> Problema planteado: Reescala estas líneas: reprodúcelas todas sin omitir ninguna, multiplicando por 1,5 cada coordenada de los puntos de las respuestas y redondeando al entero más cercano, con las mitades hacia arriba.
★ ★ ★
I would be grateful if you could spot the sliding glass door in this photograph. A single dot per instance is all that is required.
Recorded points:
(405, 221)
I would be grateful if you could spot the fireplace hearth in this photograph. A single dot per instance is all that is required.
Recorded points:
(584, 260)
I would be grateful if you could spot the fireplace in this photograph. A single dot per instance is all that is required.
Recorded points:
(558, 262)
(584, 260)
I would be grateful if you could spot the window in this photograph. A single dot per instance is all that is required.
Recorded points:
★ ★ ★
> Resultado final:
I would be grateful if you could spot the sliding glass door in this photograph. A single dot per instance is all that is required.
Recorded points:
(608, 332)
I would be grateful if you could spot the fireplace hearth in this photograph. A single dot per instance is all that is required.
Recorded points:
(876, 390)
I would be grateful if you could spot the fireplace in this photograph. A single dot per instance is all that is required.
Recorded points:
(837, 393)
(876, 390)
I would be grateful if you could spot the window in this photograph. A single dot per instance is all that is required.
Recorded points:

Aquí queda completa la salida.